* [RAW DATA]:
>>>>>
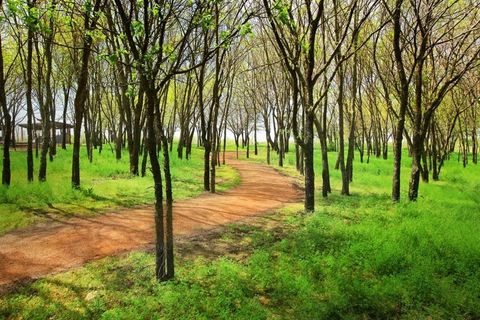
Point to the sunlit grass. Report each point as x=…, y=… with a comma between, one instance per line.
x=106, y=184
x=357, y=257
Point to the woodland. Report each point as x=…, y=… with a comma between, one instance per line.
x=350, y=126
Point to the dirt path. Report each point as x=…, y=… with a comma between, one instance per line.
x=40, y=250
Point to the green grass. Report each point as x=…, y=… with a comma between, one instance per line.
x=106, y=185
x=358, y=257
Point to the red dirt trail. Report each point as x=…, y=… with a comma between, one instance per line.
x=40, y=250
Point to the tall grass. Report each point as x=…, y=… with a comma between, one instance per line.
x=106, y=185
x=357, y=257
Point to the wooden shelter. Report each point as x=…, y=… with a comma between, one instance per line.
x=37, y=128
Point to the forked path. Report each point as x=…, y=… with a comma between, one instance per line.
x=45, y=249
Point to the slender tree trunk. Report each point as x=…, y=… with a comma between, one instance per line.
x=6, y=170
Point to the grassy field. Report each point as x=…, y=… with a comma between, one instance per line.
x=106, y=185
x=357, y=257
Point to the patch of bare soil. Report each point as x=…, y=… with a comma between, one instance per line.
x=37, y=251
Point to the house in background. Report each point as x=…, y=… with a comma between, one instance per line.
x=21, y=133
x=37, y=128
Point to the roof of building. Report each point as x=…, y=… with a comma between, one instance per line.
x=38, y=125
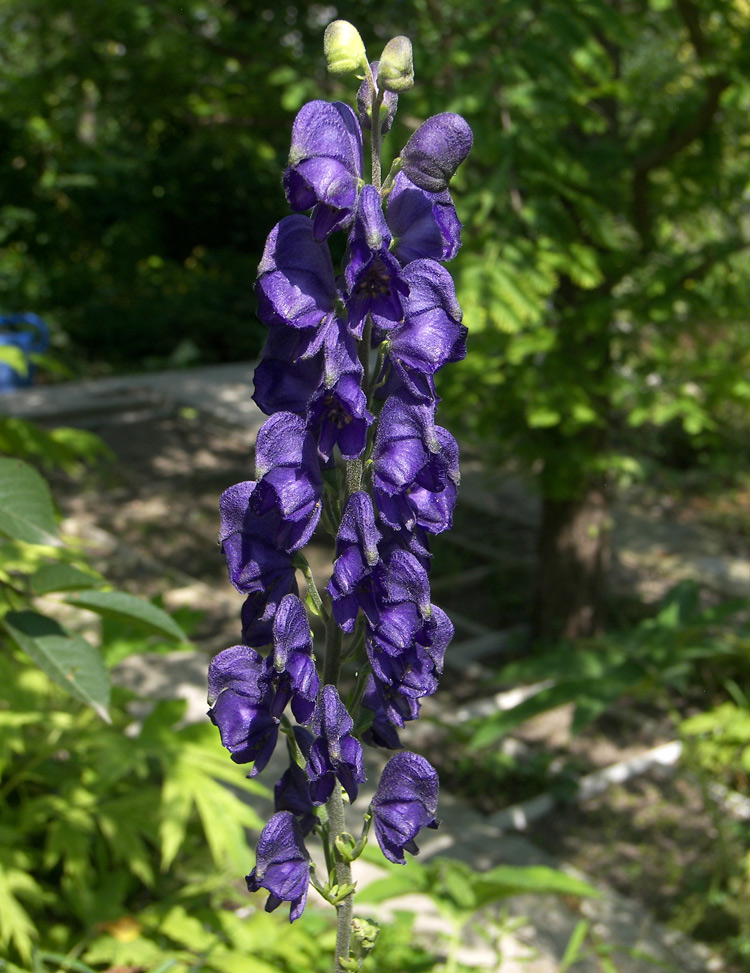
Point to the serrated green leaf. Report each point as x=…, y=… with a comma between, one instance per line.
x=10, y=355
x=573, y=949
x=26, y=510
x=63, y=577
x=131, y=610
x=16, y=926
x=69, y=660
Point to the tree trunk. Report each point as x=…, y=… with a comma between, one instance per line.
x=572, y=570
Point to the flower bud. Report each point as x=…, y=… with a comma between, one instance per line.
x=396, y=69
x=343, y=48
x=434, y=152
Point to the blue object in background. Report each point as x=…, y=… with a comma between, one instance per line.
x=28, y=333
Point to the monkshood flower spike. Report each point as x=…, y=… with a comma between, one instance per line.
x=351, y=445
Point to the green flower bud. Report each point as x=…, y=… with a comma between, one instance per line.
x=396, y=68
x=343, y=48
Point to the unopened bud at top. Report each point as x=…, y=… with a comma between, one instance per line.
x=396, y=69
x=344, y=48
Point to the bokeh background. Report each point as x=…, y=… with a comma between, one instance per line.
x=604, y=278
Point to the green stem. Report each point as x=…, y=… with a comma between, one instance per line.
x=343, y=872
x=301, y=563
x=377, y=101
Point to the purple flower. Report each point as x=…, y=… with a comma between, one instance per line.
x=292, y=793
x=340, y=417
x=412, y=669
x=296, y=284
x=373, y=276
x=293, y=660
x=282, y=865
x=364, y=103
x=325, y=164
x=239, y=686
x=356, y=556
x=404, y=803
x=415, y=468
x=249, y=543
x=335, y=752
x=422, y=224
x=390, y=710
x=434, y=152
x=289, y=479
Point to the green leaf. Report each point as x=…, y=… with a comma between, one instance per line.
x=69, y=660
x=506, y=880
x=26, y=511
x=129, y=609
x=62, y=577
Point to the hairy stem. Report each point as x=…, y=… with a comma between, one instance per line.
x=345, y=908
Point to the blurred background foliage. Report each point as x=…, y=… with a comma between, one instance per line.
x=604, y=275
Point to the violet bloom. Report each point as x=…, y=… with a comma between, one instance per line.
x=413, y=670
x=356, y=556
x=292, y=793
x=293, y=660
x=373, y=276
x=289, y=479
x=434, y=152
x=282, y=865
x=325, y=164
x=422, y=224
x=404, y=803
x=415, y=468
x=340, y=417
x=240, y=688
x=365, y=99
x=335, y=752
x=431, y=334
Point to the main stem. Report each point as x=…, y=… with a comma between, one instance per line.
x=335, y=807
x=334, y=639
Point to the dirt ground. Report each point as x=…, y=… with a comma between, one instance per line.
x=653, y=839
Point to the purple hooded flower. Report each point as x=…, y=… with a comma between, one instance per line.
x=356, y=556
x=289, y=479
x=434, y=152
x=292, y=793
x=365, y=99
x=404, y=803
x=415, y=468
x=335, y=752
x=296, y=284
x=325, y=164
x=389, y=710
x=240, y=689
x=413, y=671
x=422, y=224
x=282, y=865
x=373, y=276
x=431, y=334
x=293, y=660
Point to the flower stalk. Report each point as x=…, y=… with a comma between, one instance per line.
x=356, y=447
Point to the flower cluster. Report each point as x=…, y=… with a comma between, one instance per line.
x=347, y=379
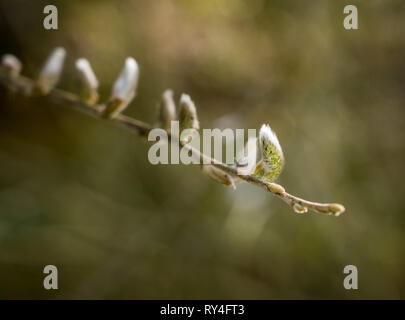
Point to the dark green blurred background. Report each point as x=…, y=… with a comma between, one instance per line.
x=80, y=193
<<<<<
* [INSTRUCTIONS FOR THE TASK]:
Print all entries exactly. The images do not belong in the copy.

* [ANSWER TO THE PROBLEM]:
Point to the sunlit grass. Report each point as x=…, y=… with a comma between, one instance per line.
x=106, y=184
x=357, y=257
Point to the woodland. Report each point as x=…, y=… with a comma between, one instance per line.
x=350, y=126
Point to the dirt path. Report each point as x=…, y=… with a comma between, one instance per line.
x=40, y=250
Point to the green grass. Report each point as x=…, y=… with a comma between, one instance per line.
x=106, y=185
x=358, y=257
Point to the red dirt trail. Report each point as x=…, y=… with a comma between, one instance per line.
x=40, y=250
Point to the tall grass. Report each point as x=…, y=… with a comma between, one instance per line.
x=106, y=185
x=357, y=257
Point to the wooden shelter. Report each point as x=…, y=… with a comma between, one instance per line.
x=37, y=128
Point to the forked path. Report each point as x=…, y=… with a comma between, one instance per line.
x=45, y=249
Point to the slender tree trunk. Report each point as x=…, y=… with a comma between, one instance per line.
x=6, y=170
Point to the grassy field. Report each point as x=…, y=… with a comma between, one instance per line.
x=106, y=185
x=357, y=257
Point to the patch of bare soil. Report each point as x=…, y=… with a comma between, one instance per line.
x=37, y=251
Point to the house in background. Report each point as x=…, y=… with a comma between, one instance per line.
x=21, y=133
x=37, y=128
Point to the roof of building. Report each point as x=…, y=… with a comma between, one instance per line.
x=38, y=125
Point to the serrated green leaf. Report each point as x=…, y=… with a comma between, one instance per line.
x=10, y=355
x=573, y=949
x=26, y=510
x=63, y=577
x=131, y=610
x=16, y=926
x=69, y=660
Point to the tree trunk. Report each point as x=…, y=… with a comma between, one instance per line.
x=572, y=570
Point to the flower bud. Report each point as x=…, y=… with a comma between, one instance per line.
x=396, y=69
x=343, y=48
x=434, y=152
Point to the blue object in background. Report each point as x=…, y=… with a comma between, one instance per line.
x=28, y=333
Point to the monkshood flower spike. Report each point as x=…, y=… with a comma between, one instance per line.
x=351, y=445
Point to the green flower bud. Report each point as x=…, y=… with a comma between, one instance per line.
x=396, y=68
x=343, y=48
Point to the unopened bud at top. Report each point as x=…, y=… with a comma between, one instance per line.
x=396, y=69
x=344, y=48
Point to the bokeh background. Report each point as x=…, y=… with a comma between, one instance per line.
x=604, y=278
Point to the green stem. Report each point as x=…, y=… with a comma between, one instance per line.
x=343, y=872
x=301, y=563
x=377, y=101
Point to the purple flower. Report each point as x=…, y=… with a comma between, one instance per line.
x=292, y=793
x=340, y=417
x=412, y=669
x=296, y=284
x=373, y=276
x=293, y=660
x=282, y=865
x=364, y=103
x=325, y=164
x=239, y=686
x=356, y=556
x=404, y=803
x=415, y=468
x=249, y=543
x=335, y=752
x=422, y=224
x=390, y=710
x=434, y=152
x=289, y=479
Point to the green leaf. Report each point as x=…, y=… with a comma between, one instance per line.
x=69, y=660
x=506, y=880
x=26, y=511
x=129, y=609
x=62, y=577
Point to the hairy stem. Report each point as x=…, y=… with a comma between, one instance per line.
x=345, y=908
Point to the blurred background foliage. Report each point as x=…, y=… with a comma between, one instance per line.
x=604, y=275
Point to the violet bloom. Report each point as x=…, y=… with a comma between, one instance per line.
x=413, y=670
x=356, y=556
x=292, y=793
x=293, y=660
x=373, y=276
x=289, y=479
x=434, y=152
x=282, y=865
x=325, y=164
x=422, y=224
x=404, y=803
x=415, y=468
x=340, y=417
x=240, y=688
x=365, y=99
x=335, y=752
x=431, y=334
Point to the main stem. Report each point as x=…, y=… with a comma between, one instance per line.
x=335, y=807
x=334, y=639
Point to the dirt ground. Report each point as x=…, y=… with a comma between, one instance per line.
x=653, y=839
Point to the purple hooded flower. Report each point as x=…, y=… with a comma between, one instance per line.
x=356, y=556
x=289, y=479
x=434, y=152
x=292, y=793
x=365, y=99
x=404, y=803
x=415, y=468
x=335, y=752
x=296, y=284
x=325, y=164
x=389, y=710
x=240, y=689
x=413, y=671
x=422, y=224
x=282, y=865
x=373, y=276
x=431, y=334
x=293, y=660
Point to the flower stalk. Report each point as x=…, y=… with a comma between, one instance per line.
x=356, y=447
Point to the flower cluster. Report each point as x=…, y=… with a comma between, one instance per line.
x=347, y=379
Point to the dark green blurred background. Report each point as x=…, y=… with a comma between, one instance per line.
x=80, y=193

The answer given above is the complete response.